WRITTEN PROBLEM: Can you copy the listing word for word, starting at the line with "the blue pillow" and continuing up to and including the line with "<point>163,30</point>"?

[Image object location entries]
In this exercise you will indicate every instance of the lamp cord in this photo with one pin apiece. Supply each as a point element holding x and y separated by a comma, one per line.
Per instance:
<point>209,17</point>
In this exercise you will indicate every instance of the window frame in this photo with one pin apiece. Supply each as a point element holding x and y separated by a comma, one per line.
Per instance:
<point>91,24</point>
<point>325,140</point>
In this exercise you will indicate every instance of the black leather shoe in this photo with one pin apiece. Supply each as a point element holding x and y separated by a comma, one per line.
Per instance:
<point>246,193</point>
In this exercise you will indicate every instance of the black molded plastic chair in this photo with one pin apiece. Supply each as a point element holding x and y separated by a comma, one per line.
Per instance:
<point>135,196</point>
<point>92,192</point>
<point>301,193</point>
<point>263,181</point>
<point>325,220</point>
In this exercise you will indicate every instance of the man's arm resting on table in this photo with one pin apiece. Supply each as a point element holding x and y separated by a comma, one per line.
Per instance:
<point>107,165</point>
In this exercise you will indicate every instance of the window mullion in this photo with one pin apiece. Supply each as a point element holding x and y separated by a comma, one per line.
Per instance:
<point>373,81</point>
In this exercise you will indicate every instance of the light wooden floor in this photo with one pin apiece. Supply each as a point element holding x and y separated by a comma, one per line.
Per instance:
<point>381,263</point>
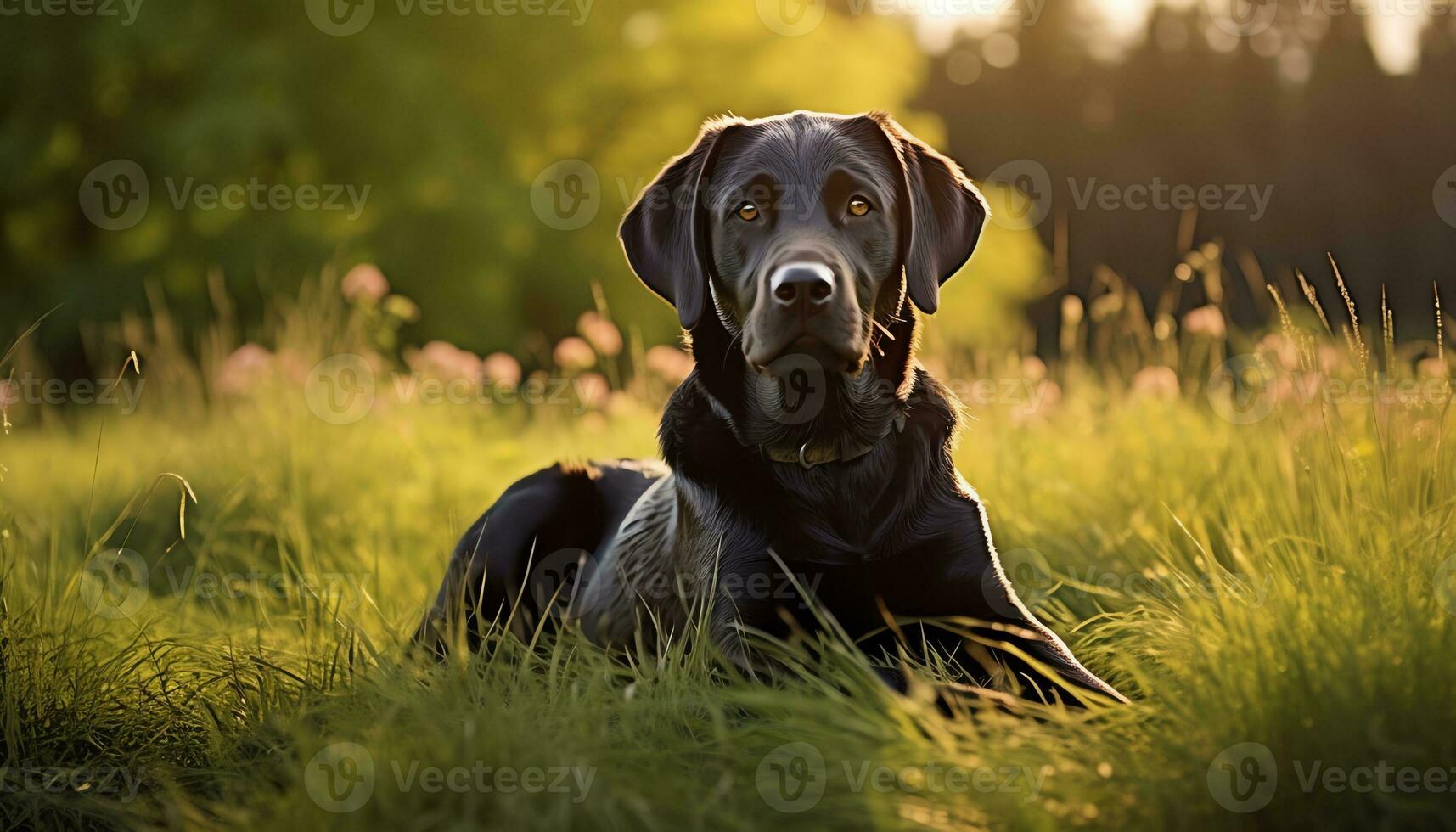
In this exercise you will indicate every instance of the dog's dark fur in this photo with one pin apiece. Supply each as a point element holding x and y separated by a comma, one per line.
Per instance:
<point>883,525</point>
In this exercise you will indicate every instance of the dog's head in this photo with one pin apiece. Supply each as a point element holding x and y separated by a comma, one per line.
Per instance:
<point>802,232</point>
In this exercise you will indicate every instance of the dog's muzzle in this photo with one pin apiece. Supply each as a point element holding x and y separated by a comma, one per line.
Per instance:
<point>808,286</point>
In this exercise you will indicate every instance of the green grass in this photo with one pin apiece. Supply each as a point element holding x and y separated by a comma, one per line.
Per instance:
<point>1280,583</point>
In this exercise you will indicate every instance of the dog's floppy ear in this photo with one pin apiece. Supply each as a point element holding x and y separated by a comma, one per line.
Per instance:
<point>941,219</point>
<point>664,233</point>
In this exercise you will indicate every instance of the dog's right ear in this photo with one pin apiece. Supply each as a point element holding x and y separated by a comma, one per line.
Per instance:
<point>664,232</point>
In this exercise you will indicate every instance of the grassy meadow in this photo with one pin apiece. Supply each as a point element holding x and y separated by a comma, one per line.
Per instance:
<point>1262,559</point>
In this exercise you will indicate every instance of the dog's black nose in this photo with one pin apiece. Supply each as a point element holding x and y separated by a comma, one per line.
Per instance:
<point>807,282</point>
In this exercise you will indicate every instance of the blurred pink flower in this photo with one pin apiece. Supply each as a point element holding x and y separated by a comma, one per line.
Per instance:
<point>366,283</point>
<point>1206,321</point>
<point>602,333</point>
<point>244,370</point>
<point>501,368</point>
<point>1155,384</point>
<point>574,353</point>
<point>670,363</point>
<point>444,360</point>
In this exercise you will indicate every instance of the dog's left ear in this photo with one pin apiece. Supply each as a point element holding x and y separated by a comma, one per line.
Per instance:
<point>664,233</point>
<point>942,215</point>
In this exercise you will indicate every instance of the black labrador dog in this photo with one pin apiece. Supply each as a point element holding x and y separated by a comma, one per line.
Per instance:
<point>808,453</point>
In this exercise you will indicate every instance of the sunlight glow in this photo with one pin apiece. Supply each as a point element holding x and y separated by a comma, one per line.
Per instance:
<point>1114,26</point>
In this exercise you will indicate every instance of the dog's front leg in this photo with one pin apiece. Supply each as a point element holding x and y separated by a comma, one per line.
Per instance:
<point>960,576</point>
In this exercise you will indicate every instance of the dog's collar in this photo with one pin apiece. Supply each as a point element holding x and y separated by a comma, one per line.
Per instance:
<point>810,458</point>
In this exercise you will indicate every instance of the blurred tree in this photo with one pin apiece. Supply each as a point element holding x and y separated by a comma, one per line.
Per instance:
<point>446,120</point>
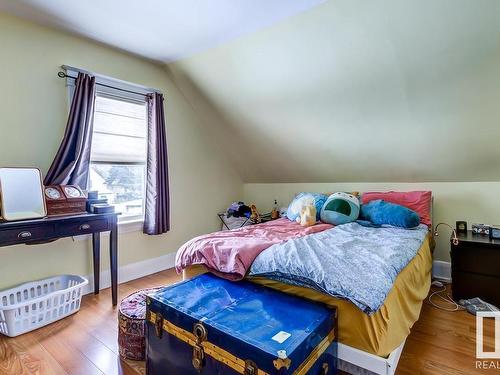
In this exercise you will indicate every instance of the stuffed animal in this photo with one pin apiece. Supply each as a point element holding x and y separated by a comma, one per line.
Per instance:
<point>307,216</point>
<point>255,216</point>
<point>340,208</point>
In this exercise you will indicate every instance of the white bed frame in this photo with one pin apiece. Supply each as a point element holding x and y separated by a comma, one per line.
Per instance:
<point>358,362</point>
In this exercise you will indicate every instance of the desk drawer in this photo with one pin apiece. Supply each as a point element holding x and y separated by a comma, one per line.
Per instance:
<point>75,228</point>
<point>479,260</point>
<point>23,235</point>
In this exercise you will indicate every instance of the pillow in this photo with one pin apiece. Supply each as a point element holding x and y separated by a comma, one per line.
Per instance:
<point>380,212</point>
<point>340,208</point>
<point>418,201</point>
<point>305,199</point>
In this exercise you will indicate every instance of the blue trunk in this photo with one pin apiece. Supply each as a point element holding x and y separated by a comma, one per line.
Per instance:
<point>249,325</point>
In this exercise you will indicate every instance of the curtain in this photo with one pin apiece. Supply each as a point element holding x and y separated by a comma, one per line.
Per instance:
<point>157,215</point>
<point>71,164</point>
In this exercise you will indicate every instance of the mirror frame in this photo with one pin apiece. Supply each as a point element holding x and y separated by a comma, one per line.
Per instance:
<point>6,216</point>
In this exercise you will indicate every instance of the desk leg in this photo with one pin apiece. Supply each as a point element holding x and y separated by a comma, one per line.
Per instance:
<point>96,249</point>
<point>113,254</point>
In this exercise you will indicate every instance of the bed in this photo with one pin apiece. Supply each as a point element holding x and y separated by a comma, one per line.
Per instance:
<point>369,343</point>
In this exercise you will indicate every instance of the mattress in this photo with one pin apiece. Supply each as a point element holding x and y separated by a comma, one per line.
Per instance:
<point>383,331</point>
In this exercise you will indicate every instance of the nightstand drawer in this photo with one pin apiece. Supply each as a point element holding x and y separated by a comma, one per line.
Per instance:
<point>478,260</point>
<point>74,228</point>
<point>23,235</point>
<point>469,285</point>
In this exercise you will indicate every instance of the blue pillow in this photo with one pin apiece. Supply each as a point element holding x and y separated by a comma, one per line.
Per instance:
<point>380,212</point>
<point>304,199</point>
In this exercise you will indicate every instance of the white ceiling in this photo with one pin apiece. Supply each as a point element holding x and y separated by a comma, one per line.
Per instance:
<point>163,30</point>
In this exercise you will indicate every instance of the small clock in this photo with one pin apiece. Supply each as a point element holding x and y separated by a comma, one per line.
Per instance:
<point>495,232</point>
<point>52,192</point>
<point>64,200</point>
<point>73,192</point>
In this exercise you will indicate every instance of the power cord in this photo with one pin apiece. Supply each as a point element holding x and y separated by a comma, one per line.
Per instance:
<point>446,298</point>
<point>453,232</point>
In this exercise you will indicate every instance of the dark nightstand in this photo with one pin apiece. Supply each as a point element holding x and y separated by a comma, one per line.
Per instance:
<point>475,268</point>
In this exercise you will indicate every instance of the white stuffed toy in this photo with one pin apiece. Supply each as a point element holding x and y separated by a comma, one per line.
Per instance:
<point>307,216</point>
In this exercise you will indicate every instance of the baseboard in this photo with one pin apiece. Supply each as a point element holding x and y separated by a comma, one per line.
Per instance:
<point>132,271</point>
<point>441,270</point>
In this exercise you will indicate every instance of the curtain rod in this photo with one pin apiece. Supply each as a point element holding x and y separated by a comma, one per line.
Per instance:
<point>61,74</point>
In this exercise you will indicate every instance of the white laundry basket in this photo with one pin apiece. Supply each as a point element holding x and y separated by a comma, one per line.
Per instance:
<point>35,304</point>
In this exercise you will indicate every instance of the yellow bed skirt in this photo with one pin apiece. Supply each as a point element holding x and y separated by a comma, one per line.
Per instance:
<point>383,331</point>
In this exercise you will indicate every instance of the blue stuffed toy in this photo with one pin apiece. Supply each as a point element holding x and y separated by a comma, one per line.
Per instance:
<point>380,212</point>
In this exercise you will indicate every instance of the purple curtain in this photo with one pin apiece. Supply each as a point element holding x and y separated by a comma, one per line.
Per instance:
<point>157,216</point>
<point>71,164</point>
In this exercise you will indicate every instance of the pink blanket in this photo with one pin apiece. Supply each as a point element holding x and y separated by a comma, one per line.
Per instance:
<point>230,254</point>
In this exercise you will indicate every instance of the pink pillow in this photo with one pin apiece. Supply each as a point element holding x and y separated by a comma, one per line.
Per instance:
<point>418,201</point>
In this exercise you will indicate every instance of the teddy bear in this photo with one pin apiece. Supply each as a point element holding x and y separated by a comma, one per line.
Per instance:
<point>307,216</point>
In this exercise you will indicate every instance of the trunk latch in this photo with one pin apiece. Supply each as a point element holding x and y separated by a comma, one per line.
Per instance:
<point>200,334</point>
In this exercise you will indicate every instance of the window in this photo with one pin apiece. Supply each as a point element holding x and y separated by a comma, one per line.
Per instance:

SOLUTION FOR THIS TASK:
In this exercise you will indicate every instance of the blue pillow in this photo with one pin apiece. Supply each as a point element holding x and y separated by a comma, one per line.
Per instance:
<point>380,212</point>
<point>304,199</point>
In this exercise you will indicate every instance of the white ceiling in this photo with one pin apiece. Supply each as a point element holding x and y separated by a comma, one per line.
Per instance:
<point>163,30</point>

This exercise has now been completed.